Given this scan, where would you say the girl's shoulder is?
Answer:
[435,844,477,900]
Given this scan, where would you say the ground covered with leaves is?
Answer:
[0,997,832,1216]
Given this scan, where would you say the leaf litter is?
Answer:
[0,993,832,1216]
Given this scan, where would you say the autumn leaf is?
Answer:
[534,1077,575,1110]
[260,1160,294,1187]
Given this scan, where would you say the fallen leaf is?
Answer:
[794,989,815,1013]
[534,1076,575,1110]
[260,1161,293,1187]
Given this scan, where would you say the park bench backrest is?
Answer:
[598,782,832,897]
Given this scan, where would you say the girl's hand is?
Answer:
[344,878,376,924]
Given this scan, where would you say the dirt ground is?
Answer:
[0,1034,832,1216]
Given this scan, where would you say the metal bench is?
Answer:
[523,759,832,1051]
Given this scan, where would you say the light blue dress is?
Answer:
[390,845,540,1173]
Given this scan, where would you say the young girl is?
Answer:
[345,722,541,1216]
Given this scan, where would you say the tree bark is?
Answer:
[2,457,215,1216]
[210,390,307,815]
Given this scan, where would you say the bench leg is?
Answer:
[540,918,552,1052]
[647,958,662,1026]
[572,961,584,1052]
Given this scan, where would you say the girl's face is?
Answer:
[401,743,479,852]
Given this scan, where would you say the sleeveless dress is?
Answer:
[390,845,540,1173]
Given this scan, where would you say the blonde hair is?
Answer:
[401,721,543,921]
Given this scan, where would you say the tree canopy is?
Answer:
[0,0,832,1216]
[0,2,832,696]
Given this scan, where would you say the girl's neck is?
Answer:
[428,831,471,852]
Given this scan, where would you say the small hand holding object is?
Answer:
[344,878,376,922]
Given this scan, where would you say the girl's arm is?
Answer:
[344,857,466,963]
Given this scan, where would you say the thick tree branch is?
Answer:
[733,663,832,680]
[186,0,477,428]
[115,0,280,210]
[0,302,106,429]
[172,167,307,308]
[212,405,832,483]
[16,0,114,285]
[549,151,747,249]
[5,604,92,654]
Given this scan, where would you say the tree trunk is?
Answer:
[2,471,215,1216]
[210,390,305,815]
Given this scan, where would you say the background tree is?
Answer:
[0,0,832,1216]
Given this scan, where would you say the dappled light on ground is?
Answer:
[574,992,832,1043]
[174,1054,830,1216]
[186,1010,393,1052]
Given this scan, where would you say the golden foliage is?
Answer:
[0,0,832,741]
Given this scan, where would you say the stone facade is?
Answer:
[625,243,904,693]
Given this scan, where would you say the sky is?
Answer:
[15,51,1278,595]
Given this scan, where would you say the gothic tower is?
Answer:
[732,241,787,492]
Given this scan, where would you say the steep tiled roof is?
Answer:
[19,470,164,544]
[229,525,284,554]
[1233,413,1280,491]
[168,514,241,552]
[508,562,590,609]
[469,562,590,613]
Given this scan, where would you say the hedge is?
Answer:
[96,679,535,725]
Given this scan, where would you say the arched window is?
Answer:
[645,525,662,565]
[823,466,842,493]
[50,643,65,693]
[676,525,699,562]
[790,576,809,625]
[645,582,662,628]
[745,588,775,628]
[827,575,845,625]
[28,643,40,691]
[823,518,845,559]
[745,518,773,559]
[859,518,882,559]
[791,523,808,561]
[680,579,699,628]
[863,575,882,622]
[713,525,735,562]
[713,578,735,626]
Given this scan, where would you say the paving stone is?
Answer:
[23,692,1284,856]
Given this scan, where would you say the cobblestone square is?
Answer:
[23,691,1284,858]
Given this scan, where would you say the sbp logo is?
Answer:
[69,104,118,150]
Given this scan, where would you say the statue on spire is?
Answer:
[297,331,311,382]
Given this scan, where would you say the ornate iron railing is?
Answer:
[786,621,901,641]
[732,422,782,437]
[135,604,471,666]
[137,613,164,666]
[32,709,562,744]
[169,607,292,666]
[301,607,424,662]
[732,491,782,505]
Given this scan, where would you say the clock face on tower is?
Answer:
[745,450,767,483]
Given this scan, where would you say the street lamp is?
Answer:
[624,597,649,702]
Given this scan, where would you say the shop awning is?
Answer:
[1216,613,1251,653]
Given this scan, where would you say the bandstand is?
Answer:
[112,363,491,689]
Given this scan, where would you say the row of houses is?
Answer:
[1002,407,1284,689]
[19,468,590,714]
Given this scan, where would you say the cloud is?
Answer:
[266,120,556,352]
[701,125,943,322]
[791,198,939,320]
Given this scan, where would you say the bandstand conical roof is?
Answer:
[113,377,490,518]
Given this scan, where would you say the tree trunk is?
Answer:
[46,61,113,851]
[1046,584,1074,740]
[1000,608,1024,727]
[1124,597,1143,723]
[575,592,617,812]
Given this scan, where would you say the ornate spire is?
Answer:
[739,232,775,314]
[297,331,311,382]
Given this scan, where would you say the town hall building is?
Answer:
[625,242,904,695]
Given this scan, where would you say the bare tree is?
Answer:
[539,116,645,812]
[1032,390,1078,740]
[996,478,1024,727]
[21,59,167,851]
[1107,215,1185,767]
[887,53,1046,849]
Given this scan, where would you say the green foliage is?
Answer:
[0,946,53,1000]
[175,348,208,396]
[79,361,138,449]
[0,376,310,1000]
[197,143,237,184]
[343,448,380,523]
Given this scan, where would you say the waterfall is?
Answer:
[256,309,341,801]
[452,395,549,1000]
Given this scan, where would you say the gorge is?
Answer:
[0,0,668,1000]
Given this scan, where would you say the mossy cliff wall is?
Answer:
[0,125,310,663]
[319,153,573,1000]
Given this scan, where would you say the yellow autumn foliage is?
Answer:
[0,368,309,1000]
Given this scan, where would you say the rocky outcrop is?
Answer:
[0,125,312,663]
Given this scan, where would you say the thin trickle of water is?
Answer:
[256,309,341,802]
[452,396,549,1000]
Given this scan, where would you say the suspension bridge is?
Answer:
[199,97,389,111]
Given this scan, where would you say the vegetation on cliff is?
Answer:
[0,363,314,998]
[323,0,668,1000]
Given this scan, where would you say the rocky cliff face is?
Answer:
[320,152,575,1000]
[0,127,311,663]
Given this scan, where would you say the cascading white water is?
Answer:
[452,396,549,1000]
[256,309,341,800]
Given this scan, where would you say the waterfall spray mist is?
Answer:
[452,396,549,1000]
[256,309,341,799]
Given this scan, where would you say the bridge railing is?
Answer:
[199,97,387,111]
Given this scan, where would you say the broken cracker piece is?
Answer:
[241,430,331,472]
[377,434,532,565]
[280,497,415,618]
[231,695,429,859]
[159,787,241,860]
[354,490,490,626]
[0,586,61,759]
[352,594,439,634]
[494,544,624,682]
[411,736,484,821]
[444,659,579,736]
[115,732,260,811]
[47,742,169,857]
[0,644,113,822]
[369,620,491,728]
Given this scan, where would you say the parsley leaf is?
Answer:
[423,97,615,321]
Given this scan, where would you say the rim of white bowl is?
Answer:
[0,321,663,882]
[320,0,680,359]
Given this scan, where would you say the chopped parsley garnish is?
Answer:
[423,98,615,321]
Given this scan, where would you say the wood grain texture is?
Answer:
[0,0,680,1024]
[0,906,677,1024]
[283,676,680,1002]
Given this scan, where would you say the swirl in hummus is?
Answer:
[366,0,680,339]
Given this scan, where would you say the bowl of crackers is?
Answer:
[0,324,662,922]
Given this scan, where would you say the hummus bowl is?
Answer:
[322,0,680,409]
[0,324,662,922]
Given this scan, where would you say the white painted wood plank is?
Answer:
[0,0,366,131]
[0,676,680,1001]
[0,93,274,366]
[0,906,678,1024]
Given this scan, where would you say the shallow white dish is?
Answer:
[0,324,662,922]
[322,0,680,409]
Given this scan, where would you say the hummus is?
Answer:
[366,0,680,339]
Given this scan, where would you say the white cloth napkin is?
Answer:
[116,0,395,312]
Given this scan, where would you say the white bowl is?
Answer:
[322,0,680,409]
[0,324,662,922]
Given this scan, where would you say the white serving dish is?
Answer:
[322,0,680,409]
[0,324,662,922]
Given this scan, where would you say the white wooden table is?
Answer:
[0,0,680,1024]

■ **Your instructions**
Please copy out, word for word, the part of the material that opens with the line containing "Given this scan, where would you say the cascading" and closes with the line containing "[199,97,387,111]", including both of those lines.

■ **Full answer**
Given this scan, where would you say the cascading white water is?
Answer:
[452,396,549,1000]
[256,309,341,800]
Given this scan, where would you say the waterfall spray mist is?
Answer:
[452,396,549,1000]
[256,309,341,799]
Given this scan, where would you say the bridge railing is?
Answer:
[199,97,387,111]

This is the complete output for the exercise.